◆ Exercise requirements:
Copy every record word for word.
Supplied material start
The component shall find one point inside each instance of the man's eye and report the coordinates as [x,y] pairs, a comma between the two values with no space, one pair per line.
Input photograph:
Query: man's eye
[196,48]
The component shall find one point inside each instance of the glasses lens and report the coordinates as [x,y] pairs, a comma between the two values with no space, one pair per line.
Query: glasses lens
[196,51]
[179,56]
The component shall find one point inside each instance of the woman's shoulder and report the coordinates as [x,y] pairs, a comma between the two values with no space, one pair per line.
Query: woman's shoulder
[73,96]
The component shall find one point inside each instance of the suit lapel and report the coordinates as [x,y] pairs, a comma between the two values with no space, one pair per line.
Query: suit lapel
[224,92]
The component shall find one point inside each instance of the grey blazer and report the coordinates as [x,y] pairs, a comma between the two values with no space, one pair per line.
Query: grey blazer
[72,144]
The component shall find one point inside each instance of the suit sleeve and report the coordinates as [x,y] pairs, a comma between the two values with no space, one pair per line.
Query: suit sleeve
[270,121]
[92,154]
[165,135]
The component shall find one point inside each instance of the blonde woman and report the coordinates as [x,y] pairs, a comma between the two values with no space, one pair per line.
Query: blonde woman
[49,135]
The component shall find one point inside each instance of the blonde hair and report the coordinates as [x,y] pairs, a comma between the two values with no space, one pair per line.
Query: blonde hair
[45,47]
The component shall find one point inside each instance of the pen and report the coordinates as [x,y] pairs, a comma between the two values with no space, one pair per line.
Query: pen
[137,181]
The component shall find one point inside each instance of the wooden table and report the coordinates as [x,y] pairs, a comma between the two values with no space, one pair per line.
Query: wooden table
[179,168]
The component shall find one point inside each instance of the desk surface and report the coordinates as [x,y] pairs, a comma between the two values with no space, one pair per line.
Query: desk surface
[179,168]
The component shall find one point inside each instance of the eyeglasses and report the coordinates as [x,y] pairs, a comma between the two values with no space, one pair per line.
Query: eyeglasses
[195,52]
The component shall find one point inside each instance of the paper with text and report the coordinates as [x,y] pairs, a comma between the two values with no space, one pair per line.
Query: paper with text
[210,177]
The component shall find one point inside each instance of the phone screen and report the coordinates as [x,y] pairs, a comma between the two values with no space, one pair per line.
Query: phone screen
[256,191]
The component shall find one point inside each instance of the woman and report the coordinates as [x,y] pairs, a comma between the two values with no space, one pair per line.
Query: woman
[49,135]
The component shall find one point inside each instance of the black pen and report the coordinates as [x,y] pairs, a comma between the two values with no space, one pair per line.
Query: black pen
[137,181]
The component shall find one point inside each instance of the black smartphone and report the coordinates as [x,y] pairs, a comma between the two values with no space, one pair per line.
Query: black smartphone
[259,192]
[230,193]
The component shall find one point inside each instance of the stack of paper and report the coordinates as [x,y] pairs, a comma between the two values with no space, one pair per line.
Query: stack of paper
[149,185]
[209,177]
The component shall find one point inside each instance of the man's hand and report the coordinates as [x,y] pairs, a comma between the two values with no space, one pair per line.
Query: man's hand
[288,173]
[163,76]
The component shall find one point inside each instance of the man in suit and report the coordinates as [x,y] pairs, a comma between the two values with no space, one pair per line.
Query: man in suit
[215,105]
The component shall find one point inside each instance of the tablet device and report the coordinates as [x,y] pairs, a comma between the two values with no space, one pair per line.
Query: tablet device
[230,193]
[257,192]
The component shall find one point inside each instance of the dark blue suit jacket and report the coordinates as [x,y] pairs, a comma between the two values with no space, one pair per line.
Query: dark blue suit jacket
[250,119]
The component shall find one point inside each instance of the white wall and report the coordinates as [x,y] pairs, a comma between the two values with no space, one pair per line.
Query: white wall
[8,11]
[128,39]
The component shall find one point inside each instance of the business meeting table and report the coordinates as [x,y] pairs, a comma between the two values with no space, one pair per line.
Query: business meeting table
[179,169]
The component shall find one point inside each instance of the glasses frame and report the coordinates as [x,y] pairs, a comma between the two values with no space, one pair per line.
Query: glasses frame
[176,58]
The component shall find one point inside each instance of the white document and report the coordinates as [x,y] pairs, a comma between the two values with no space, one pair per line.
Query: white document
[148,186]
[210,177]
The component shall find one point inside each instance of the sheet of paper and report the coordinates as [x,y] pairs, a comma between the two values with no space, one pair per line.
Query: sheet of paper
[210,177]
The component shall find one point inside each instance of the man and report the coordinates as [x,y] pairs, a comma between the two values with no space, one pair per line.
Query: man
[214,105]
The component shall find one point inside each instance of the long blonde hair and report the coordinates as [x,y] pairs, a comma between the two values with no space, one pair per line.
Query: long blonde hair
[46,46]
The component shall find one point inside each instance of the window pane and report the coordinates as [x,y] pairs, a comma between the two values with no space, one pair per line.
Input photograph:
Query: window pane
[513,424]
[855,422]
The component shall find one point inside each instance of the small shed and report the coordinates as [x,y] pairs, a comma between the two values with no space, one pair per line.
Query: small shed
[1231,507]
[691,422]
Supplied material end
◆ Exercise solution:
The component shall find one point inside each instance of the man's eye and report the coordinates as [x,y] pairs, a comma between the two values with no space, one pair per line.
Input photograph:
Query: man's eye
[196,48]
The component shall find one point inside each instance of the glasses lens and report the coordinates as [x,y] pairs, a comma between the two values with no space, one pair per line.
Query: glasses lens
[196,51]
[179,56]
The component shall find one point inside each instance of the woman's shoulder and report the coordinates as [x,y] pairs, a comma between the two values with no space, one pair per line.
Query: woman's shoulder
[73,96]
The component shall find one point inside each instance of the suit lapel and report the coordinates as [x,y] pairs, a comma between the two values with no space, one pair per line.
Query: suit lapel
[224,92]
The component shall find one point inside each instance of the grey blazer and report the coordinates as [x,y] pairs, a comma between the two values with no space, one pair per line.
Query: grey blazer
[72,144]
The component shall find one point inside each instance of the suit sleeve and report the coordinates as [x,y] pairs, a comma between the two values with no space, one pair per line.
Query: suit sleeve
[270,121]
[92,154]
[165,135]
The component shall find one point inside each instance of the blonde woman and report the coordinates as [x,y] pairs, a comma between the two values with no space, one pair per line.
Query: blonde woman
[49,135]
The component shall find one point inside each instance of the blonde hair and report the coordinates as [x,y] pairs, a comma between the two values with no space, one pair per line.
Query: blonde hair
[45,47]
The component shall find one point inside each instance of the pen and report the coordinates as [x,y] pairs, a comma between the two values with no space, one pair per line.
Query: pen
[137,181]
The component shall find one point inside each instance of the wooden table and report the coordinates as [x,y] pairs, a comma between the two values with no space, one pair per line.
Query: wooden table
[179,168]
The component shall find one point inside each instance of the desk surface and report the coordinates as [x,y] pairs, a comma between the two values with no space, one pair per line.
Query: desk surface
[179,168]
The component shall find one point inside each instance of the eyeglasses and report the coordinates as [x,y] pairs, a comma between the two values with no space, one pair per line.
Query: eyeglasses
[195,52]
The component shall find one point inside each instance of the paper with text and report the coordinates as [x,y] pairs, a comma between the two values with no space, one pair per line.
Query: paper with text
[210,177]
The component shall find one point inside each instance of the phone screen and report the coordinates as [x,y] pairs, a comma between the two values with no space, one pair per line.
Query: phone screen
[256,191]
The component shall find one point inside each instance of the woman and report the coordinates as [x,y] pairs, a comma between the two values with no space, one pair per line.
Query: woman
[49,135]
The component shall find one point inside each instance of the black pen and report the coordinates as [x,y] pairs, a comma between the two values with no space, one pair per line.
Query: black pen
[137,181]
The component shall find one point inside each instance of the black smartphone and report the coordinates as [x,y] pairs, a comma between the two values with no space, one pair per line.
Query: black smartphone
[259,192]
[230,193]
The component shall find one point inside each instance of the stack of paper and report the coordinates as [x,y] pairs, a comma between the two values with no space, one pair per line.
Query: stack of paper
[149,185]
[209,177]
The component shall find one point inside each instance of the man's hand and report the coordinates as [x,y] pairs, a comma between the two values with no space, one pair per line.
Query: man's hand
[288,173]
[163,76]
The component shall find one point inside each instance of the man in suit and report the coordinates as [x,y] pairs, a comma between the two values with no space, one pair per line.
Query: man in suit
[215,105]
The component shall find one point inside each instance of the tablet device and report the coordinates as [x,y] pairs, a comma between the two values with no space, one pair per line.
Query: tablet device
[230,193]
[257,192]
The component shall find one point inside each instance of the dark blue suit jacket and report the coordinates as [x,y] pairs, a comma between the two values with no space, one pair per line.
Query: dark blue suit jacket
[250,119]
The component shall find one point inside each instance of the white wall and report the coordinates as [x,y] pairs, a comma between the two values with no space, one pair per line.
Query: white wall
[8,11]
[128,39]
The component shall find one point inside each instance of the business meeting table and report the coordinates as [x,y] pairs, a comma between the two values with no space, one pair per line.
Query: business meeting table
[179,169]
The component shall find one point inside each instance of the glasses frame and report the coordinates as [x,y] pairs, a comma between the two values with no space, one pair per line.
Query: glasses frame
[176,58]
The component shall find one point inside each instance of the white document and report the coordinates as [x,y] pairs, a comma between the two values with no space, one pair per line.
Query: white document
[148,186]
[210,177]
The component shall find one point inside each instance of the sheet of paper and report the coordinates as [x,y] pairs, a comma between the two values with no space, one pair per line.
Query: sheet of paper
[210,177]
The component shall find one point inside each instance of the man and report the coordinates as [x,y] pairs, a comma between the two values with no space, one pair per line.
Query: man
[214,105]
The component shall find one point inside each instance of the long blonde hair and report the coordinates as [x,y] pairs, a comma between the two values with no space, one pair per line.
Query: long blonde hair
[46,46]
The component shall find one point inside each instance of the window pane and report the coordinates as [x,y] pairs, a comma between the two values with no space, one pair per line.
Input photograph:
Query: window pane
[513,424]
[855,422]
The component shall find one point inside each instance of the small shed and report the coordinates as [x,y] pairs, a comma between the two values with no space, one pair per line.
Query: small shed
[1231,507]
[691,422]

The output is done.